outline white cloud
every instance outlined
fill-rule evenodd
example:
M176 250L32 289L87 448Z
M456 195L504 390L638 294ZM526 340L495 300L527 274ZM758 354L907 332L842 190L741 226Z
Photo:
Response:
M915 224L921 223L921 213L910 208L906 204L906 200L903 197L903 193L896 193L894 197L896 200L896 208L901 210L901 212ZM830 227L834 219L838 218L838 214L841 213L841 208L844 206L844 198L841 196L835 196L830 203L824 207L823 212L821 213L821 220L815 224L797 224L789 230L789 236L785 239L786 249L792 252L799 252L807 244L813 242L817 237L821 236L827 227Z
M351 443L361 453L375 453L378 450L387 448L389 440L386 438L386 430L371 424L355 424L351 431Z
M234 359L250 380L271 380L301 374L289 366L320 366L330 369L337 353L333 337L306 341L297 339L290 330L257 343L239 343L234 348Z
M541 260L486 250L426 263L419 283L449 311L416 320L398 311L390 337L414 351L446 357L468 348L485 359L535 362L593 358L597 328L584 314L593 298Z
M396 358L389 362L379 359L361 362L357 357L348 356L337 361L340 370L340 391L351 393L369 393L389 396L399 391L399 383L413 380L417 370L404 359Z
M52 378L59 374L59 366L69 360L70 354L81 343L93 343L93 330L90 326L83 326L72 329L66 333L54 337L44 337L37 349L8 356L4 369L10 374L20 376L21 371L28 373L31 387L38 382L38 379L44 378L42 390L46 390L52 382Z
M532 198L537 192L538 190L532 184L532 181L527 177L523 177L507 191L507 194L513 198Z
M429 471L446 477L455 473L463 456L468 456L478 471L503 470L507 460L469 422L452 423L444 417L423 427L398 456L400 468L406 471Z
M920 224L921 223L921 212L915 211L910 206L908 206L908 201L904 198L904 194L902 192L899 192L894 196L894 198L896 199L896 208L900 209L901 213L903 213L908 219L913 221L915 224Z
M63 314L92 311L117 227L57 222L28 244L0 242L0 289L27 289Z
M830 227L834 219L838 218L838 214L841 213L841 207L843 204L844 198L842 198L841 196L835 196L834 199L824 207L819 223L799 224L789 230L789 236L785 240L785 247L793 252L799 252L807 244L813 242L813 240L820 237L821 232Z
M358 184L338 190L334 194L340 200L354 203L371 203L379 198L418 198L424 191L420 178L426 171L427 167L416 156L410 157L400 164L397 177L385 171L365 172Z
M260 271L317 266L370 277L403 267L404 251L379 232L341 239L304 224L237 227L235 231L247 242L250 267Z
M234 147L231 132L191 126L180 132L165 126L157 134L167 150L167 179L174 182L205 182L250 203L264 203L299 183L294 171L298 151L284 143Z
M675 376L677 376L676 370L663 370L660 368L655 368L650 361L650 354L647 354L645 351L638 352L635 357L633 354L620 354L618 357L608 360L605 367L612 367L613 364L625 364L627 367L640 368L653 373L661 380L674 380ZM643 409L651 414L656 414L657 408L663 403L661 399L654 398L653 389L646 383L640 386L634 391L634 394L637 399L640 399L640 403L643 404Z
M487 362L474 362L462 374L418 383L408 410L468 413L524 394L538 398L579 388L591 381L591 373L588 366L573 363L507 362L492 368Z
○ ○ ○
--- Stated goal ---
Print the rows above without changes, starting at their first line and stopping after the line that contains "M234 359L250 380L271".

--- Solution to the problem ---
outline white cloud
every instance outlined
fill-rule evenodd
example:
M176 250L32 289L87 448Z
M456 195L504 390L638 294ZM526 340L495 300L527 274ZM758 354L907 332L842 190L741 226Z
Photo:
Response:
M915 224L921 223L921 213L910 208L906 204L906 200L903 197L903 193L896 193L894 197L896 200L896 208L901 210L901 212ZM830 227L834 219L838 218L838 214L841 213L841 208L844 206L844 198L841 196L835 196L830 203L824 207L823 212L821 213L821 220L815 224L797 224L789 230L789 236L785 239L786 249L792 252L799 252L807 244L813 242L817 237L821 236L827 227Z
M351 443L361 453L375 453L378 450L387 448L389 440L386 438L386 430L371 424L355 424L351 431Z
M234 359L250 380L271 380L301 374L289 366L320 366L330 369L337 353L333 337L306 341L297 339L290 330L257 343L239 343L234 348Z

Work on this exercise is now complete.